* Excerpted passage *
..........

“Dr. Priestley labours hard to overthrow the doctrine of immediate Divine agency, and contends that all Divine influence upon the human mind is through the medium of second causes, or according to the established laws of nature. “If moral impressions were made upon men’s minds by an immediate Divine agency, to what end,” he asks, “has been the whole apparatus of revealed religion?” This, in effect, is saying that, if there be laws for such an operation on the human mind, every kind of influence upon it must be through the medium of those laws; and that, if it be otherwise, there is no need of the use of means. But might he not as well allege that, if there be laws by which the planets move, every kind of influence upon them must have been through the medium of those laws; and deny that the Divine Being immediately, and prior to the operation of the laws of nature, put them all in motion? Might he not as well ask, If an immediate influence could be exercised in setting the material system in motion, of what use are all the laws of nature, by which it is kept in motion?
Whatever laws attend the movements of the material system, the first creation of it is allowed to have been by an immediate exertion of Divine power.
Not only Scripture, but reason itself, teaches the necessity for such an immediate Divine interposition in the changing of a sinner’s heart. If a piece of machinery (suppose the whole material system) were once in a state of disorder, the mere exercise of those laws by which it was ordained to move would never bring it into order again; but, on the contrary, would drive it on further and further to everlasting confusion.”
Excerpt From “The Calvinistic and Socinian Systems Examined and Compared”, 1802
Fuller, Andrew, The Works of Andrew Fuller. Edinburgh: Banner of Truth Trust, 2007.

..........

* Exercises to complete *
1 – Reproduce the excerpt on Divine agency from "Whatever laws attend" up to and including "Truth Trust, 2007.".
2 – In the excerpt on Divine agency, what does Dr. Priestley contend about all Divine influence upon the human mind?

* Given information *
..........

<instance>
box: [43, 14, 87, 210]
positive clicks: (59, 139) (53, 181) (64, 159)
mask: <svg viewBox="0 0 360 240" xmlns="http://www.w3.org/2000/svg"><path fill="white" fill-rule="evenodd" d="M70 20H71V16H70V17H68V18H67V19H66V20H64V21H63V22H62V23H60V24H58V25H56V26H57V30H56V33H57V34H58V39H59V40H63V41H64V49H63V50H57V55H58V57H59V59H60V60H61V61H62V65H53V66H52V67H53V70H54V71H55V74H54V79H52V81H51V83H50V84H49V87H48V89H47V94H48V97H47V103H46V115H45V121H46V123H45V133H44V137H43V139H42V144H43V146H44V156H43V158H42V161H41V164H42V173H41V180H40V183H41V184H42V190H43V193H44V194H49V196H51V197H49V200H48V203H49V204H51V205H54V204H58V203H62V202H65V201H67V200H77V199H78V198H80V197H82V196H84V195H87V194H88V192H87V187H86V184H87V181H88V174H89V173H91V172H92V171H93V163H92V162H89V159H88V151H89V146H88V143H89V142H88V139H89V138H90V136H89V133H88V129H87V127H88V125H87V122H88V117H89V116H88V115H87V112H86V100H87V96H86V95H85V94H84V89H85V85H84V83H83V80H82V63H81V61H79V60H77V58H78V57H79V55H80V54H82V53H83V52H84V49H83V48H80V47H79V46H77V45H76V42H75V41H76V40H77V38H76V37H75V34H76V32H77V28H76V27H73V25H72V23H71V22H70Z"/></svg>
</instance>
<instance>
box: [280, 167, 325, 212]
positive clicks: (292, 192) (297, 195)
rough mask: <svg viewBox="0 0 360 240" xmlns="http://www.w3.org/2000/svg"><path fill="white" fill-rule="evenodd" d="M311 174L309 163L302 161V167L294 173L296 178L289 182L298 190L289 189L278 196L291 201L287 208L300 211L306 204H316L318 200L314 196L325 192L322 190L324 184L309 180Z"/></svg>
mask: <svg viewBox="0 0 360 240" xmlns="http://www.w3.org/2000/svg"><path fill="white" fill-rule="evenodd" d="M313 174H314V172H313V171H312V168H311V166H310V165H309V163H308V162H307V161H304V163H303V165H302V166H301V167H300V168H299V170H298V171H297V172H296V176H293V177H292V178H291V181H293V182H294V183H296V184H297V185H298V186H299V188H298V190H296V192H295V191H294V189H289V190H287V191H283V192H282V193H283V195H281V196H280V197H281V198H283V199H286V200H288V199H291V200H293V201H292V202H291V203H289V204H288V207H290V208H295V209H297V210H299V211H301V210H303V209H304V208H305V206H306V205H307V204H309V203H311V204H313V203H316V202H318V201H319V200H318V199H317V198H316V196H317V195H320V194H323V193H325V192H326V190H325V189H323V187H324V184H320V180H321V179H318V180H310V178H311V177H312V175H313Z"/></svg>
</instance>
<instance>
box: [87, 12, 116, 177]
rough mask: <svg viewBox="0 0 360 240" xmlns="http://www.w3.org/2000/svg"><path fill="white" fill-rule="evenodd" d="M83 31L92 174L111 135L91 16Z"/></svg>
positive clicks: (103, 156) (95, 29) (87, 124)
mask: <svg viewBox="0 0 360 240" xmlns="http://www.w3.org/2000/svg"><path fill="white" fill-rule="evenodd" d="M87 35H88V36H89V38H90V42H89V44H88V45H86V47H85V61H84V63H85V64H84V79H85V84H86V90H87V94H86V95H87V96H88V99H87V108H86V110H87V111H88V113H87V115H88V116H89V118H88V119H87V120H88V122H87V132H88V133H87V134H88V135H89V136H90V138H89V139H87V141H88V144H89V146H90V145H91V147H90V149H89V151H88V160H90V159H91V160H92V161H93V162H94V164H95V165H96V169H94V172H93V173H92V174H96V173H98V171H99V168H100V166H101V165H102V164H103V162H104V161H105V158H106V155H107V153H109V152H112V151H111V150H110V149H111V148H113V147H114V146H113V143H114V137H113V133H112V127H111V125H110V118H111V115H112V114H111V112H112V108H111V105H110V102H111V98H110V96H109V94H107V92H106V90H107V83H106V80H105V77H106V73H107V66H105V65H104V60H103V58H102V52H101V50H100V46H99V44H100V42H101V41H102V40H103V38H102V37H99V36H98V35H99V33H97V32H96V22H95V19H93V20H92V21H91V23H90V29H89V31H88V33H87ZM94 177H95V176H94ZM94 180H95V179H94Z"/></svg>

..........

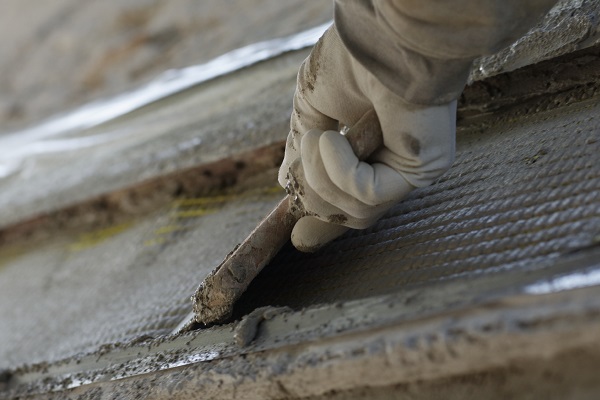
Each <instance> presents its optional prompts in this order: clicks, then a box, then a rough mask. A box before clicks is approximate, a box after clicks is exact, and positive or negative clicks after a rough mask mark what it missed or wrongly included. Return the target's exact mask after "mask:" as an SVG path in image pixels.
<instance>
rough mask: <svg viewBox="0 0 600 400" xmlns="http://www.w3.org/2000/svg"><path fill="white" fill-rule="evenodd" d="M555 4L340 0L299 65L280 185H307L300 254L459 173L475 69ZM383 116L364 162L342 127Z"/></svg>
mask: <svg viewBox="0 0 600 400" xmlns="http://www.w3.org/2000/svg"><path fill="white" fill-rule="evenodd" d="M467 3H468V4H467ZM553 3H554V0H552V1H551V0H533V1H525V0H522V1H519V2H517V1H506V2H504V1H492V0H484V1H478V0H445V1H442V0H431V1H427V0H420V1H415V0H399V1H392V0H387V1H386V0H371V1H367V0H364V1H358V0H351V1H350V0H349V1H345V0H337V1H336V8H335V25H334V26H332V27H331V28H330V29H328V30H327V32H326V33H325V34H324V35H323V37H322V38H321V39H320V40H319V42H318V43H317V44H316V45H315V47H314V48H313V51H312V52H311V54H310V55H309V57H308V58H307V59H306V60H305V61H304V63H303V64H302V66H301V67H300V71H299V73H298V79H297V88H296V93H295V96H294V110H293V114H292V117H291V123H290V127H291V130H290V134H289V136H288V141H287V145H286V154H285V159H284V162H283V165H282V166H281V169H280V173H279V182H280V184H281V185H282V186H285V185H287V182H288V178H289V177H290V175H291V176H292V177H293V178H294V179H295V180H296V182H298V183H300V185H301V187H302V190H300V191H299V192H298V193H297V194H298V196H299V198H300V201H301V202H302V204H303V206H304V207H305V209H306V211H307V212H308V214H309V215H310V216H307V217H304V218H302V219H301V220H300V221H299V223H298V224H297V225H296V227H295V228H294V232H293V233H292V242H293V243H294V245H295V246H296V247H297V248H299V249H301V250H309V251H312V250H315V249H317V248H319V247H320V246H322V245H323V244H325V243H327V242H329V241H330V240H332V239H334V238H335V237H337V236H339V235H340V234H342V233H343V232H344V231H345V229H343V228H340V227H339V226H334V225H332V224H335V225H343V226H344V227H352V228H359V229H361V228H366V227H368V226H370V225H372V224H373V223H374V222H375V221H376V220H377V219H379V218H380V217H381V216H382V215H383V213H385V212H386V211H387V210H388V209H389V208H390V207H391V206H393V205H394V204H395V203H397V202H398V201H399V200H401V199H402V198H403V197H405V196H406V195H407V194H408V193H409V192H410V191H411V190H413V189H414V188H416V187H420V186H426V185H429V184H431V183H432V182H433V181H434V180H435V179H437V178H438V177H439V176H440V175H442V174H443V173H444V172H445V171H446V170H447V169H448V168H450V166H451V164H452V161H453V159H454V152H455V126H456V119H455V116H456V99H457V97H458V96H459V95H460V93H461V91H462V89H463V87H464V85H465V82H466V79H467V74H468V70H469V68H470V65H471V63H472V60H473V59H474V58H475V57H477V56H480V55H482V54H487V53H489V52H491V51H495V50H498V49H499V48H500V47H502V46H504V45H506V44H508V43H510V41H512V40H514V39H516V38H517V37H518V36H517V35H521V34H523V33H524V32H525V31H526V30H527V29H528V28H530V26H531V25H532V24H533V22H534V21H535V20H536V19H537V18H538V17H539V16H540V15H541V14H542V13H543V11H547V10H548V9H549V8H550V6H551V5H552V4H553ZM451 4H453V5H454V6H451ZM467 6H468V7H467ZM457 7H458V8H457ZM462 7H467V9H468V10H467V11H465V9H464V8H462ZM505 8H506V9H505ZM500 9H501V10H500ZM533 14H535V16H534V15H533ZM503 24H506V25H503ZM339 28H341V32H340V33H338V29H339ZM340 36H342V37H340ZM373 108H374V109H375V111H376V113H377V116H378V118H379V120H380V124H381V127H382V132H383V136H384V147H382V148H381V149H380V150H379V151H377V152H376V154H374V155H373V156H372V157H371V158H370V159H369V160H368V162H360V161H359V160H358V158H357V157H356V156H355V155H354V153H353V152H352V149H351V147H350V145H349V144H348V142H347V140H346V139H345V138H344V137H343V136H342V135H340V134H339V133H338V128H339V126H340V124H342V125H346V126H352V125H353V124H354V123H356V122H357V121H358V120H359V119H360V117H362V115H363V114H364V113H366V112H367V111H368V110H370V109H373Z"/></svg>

..........

* Solutions to each task *
1 –
Whatever laws attend the movements of the material system, the first creation of it is allowed to have been by an immediate exertion of Divine power.
Not only Scripture, but reason itself, teaches the necessity for such an immediate Divine interposition in the changing of a sinner’s heart. If a piece of machinery (suppose the whole material system) were once in a state of disorder, the mere exercise of those laws by which it was ordained to move would never bring it into order again; but, on the contrary, would drive it on further and further to everlasting confusion.”
Excerpt From “The Calvinistic and Socinian Systems Examined and Compared”, 1802
Fuller, Andrew, The Works of Andrew Fuller. Edinburgh: Banner of Truth Trust, 2007.

2 – He contends that it is through the medium of second causes, or according to the established laws of nature.